START

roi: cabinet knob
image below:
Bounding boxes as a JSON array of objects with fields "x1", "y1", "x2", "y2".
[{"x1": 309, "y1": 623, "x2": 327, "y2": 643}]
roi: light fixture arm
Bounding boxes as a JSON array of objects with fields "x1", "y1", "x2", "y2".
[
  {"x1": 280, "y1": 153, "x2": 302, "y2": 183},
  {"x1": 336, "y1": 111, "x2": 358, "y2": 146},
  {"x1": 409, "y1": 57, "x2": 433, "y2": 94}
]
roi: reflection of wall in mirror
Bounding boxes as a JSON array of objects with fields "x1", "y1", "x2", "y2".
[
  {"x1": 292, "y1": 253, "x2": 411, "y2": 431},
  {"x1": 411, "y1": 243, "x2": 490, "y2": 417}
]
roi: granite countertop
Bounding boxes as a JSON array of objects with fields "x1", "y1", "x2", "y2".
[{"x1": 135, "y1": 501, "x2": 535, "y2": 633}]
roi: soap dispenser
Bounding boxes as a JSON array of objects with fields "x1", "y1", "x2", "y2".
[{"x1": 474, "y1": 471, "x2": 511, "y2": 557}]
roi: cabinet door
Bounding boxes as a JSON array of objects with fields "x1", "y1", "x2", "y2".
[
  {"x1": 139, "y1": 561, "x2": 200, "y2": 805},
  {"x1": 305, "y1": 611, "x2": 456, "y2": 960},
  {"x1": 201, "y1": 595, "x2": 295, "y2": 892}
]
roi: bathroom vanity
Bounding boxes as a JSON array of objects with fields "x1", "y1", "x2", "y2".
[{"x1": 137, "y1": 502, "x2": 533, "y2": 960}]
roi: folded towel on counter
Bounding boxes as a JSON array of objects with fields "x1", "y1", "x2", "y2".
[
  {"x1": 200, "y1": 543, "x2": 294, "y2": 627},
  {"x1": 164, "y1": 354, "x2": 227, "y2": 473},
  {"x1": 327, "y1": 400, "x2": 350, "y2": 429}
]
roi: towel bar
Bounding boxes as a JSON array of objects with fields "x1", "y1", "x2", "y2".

END

▶ [TASK TO COMPLETE]: Can you write out, word for word, every line from the one containing "roi: bathroom vanity" through the last line of the records?

▶ [WRITTEN RESPONSE]:
roi: bathroom vanity
Bounding boxes as a JSON array of objects with fields "x1", "y1", "x2", "y2".
[{"x1": 137, "y1": 502, "x2": 533, "y2": 960}]
roi: folded towel on counter
Bounding boxes as a JSON array of objects with fields "x1", "y1", "x2", "y2".
[
  {"x1": 200, "y1": 543, "x2": 294, "y2": 627},
  {"x1": 164, "y1": 354, "x2": 227, "y2": 473},
  {"x1": 327, "y1": 400, "x2": 350, "y2": 429}
]
roi: towel bar
Bounding boxes as a JSON array of objects with fields "x1", "y1", "x2", "y2".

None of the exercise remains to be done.